### Data for processing ###

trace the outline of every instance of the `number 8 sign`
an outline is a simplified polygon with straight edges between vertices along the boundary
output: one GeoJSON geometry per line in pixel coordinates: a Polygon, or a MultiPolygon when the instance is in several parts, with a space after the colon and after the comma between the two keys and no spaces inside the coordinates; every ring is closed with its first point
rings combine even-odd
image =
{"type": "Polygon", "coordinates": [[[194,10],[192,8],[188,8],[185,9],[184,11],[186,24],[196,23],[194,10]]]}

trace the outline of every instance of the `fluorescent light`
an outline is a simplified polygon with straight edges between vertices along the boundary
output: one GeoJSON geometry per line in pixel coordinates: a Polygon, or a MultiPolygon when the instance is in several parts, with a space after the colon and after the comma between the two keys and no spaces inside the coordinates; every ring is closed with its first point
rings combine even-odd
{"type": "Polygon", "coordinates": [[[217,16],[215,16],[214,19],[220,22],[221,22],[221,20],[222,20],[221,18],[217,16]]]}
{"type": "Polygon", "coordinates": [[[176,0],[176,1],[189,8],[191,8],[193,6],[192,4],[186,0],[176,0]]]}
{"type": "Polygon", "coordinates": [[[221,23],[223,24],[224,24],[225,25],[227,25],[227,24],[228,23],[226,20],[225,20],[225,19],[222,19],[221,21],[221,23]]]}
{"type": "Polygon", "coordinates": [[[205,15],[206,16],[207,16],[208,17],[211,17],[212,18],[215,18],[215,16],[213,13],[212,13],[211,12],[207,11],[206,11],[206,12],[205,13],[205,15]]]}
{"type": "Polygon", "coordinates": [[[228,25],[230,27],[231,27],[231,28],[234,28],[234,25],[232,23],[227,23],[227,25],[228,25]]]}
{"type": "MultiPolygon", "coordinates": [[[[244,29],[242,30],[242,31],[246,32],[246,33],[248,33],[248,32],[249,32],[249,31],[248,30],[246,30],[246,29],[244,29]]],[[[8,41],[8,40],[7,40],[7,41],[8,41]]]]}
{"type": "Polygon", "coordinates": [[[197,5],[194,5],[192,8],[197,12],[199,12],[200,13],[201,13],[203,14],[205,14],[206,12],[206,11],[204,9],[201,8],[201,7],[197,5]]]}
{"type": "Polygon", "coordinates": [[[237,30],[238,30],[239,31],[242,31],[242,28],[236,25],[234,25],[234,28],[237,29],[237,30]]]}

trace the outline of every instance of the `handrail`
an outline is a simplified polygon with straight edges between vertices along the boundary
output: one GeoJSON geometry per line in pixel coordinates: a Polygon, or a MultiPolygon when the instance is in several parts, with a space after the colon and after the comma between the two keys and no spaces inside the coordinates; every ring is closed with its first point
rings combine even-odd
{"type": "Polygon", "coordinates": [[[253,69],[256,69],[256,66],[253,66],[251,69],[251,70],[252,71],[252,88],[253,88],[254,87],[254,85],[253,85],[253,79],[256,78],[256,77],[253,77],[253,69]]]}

###
### Data for processing ###

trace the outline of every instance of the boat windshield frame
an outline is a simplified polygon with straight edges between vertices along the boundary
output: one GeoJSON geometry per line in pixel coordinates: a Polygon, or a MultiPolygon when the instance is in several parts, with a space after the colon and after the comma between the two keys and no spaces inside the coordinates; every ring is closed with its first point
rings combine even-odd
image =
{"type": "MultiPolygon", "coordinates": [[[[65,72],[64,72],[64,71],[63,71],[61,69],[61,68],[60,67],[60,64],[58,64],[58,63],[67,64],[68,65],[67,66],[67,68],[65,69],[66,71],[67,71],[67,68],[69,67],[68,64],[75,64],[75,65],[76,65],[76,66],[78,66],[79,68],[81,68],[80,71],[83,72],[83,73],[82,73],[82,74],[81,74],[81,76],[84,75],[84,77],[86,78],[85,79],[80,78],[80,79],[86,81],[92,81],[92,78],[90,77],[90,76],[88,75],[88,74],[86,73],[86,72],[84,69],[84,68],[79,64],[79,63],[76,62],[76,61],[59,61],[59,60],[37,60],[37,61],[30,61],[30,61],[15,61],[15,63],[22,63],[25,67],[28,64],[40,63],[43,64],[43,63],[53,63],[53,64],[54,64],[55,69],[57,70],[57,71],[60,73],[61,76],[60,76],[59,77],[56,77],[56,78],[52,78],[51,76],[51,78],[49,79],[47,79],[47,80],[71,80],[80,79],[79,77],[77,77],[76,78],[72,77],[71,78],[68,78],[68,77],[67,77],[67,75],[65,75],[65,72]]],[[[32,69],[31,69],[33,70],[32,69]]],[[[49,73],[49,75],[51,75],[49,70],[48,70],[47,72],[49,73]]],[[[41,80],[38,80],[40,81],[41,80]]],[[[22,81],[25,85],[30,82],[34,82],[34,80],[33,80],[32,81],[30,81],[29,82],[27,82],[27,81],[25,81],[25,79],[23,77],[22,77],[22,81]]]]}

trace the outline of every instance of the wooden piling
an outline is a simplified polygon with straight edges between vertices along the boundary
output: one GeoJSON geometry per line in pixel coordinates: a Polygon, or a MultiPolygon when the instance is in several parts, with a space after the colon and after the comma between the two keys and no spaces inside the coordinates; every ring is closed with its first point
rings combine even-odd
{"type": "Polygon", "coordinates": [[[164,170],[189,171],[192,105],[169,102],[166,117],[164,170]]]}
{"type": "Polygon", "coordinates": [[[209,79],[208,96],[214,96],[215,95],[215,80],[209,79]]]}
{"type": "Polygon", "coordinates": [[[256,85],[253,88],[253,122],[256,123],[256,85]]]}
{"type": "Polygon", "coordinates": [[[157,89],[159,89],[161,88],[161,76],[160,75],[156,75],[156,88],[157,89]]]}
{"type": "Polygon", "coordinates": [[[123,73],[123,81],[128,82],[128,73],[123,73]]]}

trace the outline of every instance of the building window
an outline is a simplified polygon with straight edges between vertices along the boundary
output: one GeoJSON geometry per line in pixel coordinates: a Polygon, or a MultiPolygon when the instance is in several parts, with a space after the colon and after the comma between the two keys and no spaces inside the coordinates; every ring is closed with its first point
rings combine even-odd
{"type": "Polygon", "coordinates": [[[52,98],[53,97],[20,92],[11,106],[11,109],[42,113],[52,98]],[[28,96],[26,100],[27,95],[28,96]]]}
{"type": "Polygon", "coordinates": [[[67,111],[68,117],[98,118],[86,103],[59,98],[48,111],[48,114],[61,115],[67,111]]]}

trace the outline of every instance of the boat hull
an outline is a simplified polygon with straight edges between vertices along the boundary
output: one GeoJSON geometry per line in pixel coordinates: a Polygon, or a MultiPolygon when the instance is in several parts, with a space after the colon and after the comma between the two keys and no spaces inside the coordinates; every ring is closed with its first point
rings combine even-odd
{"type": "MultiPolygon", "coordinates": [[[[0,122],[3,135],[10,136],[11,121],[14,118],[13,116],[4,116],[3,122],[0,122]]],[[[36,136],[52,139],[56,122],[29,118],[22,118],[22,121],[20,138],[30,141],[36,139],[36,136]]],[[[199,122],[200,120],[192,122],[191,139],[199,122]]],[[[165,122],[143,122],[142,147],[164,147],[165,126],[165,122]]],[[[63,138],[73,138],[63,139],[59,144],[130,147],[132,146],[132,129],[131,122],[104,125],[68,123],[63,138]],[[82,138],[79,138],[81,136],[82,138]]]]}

###
### Data for processing ###

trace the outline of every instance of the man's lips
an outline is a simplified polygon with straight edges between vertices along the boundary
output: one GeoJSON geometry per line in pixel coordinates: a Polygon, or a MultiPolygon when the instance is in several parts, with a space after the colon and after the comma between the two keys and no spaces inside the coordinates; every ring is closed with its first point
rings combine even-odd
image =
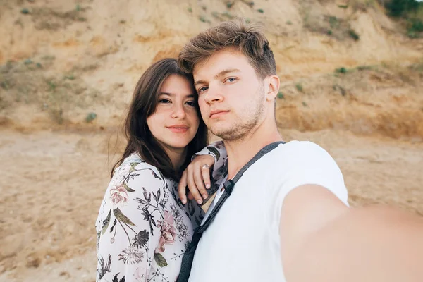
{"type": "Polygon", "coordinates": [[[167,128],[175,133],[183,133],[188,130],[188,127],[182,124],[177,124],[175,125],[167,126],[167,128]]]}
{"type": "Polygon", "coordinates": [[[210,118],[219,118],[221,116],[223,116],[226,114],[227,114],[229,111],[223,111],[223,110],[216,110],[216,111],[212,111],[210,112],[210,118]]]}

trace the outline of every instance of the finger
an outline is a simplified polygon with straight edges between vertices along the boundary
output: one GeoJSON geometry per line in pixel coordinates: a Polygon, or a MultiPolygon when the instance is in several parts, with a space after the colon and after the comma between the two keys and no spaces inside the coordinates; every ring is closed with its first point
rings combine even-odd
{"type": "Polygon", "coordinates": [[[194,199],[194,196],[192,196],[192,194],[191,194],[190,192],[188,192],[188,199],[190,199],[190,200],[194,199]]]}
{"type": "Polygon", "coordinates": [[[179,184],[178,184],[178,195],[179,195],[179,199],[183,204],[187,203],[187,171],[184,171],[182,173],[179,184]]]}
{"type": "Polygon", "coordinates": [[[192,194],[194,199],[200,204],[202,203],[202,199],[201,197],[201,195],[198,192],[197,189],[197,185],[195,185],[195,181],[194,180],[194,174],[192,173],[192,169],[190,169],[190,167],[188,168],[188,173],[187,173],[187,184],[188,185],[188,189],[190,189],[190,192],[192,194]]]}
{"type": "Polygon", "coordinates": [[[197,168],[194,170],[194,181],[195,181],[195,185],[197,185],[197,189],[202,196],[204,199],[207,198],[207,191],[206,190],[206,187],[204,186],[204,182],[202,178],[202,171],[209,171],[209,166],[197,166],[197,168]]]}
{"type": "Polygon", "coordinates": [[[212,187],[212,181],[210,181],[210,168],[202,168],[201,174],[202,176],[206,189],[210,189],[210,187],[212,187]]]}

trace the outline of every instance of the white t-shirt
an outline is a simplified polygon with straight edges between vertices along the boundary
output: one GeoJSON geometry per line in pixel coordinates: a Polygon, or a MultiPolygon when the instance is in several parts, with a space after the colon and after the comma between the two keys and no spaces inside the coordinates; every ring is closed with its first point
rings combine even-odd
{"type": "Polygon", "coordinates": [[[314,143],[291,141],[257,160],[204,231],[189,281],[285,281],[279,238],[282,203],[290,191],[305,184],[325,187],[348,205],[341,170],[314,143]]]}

###

■ **Problem details**
List every line of the records that contains the word "boat", treating uppercase and lowercase as different.

■ **Solution to the problem**
trace the outline of every instance of the boat windshield frame
trace the outline of every instance of the boat hull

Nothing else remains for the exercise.